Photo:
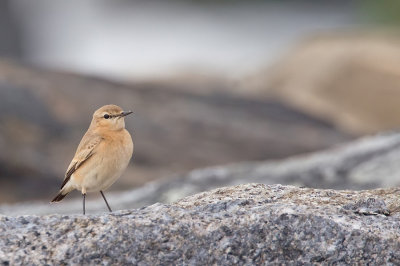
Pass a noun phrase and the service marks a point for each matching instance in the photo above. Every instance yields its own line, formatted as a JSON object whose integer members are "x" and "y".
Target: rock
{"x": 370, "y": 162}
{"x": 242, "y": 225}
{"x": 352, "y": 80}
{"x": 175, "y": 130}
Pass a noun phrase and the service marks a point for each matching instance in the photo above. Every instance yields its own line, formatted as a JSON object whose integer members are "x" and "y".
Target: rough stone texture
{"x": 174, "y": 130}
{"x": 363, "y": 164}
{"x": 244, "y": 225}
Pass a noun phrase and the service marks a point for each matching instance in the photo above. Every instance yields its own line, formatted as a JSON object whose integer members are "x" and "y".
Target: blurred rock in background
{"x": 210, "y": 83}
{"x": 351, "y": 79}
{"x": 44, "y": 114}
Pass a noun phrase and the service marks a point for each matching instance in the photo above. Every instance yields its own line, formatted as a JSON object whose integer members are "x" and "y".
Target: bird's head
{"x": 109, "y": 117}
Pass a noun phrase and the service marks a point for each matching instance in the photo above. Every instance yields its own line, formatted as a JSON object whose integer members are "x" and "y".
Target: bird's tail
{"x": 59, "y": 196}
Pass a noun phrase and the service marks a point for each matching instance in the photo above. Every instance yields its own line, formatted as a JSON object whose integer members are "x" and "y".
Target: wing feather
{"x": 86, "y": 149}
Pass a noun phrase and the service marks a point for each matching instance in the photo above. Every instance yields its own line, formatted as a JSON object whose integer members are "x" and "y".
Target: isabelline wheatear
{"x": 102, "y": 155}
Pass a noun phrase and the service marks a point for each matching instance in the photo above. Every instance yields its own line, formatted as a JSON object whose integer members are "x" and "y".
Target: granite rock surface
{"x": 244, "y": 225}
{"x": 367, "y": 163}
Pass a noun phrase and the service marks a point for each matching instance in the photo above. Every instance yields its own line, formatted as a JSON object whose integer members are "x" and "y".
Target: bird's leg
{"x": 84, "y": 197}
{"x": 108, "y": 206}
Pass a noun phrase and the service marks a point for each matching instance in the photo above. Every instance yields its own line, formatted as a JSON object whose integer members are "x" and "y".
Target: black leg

* * *

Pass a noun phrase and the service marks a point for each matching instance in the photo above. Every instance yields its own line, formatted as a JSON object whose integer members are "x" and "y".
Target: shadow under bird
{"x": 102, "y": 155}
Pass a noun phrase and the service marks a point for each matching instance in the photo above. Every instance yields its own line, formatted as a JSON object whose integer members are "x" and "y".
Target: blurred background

* * *

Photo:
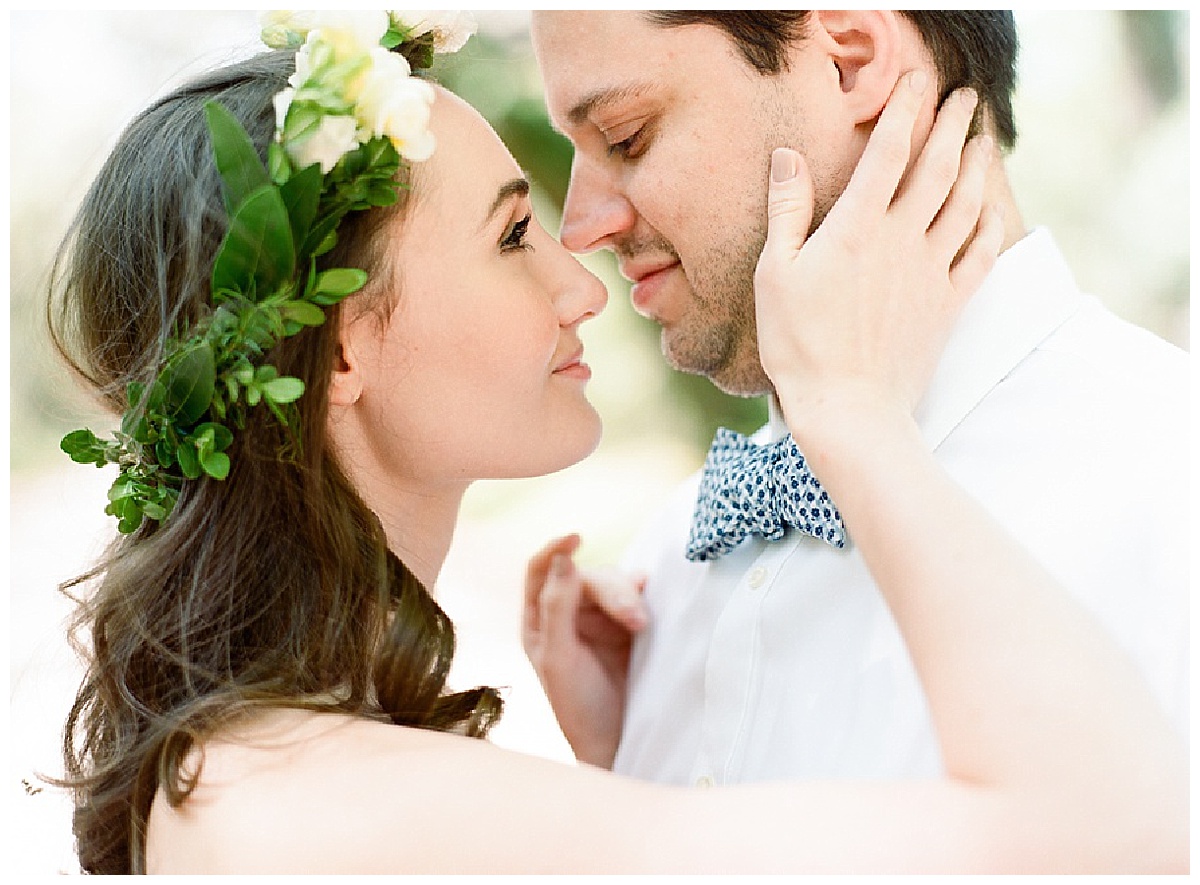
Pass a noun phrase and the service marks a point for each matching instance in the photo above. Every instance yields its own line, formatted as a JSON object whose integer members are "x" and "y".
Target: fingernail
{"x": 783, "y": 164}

Work instructions: Identify each line of the material above that contains the string "blurred", and copy every such line in full. Case counts.

Result for this task:
Target: blurred rock in background
Target: blurred background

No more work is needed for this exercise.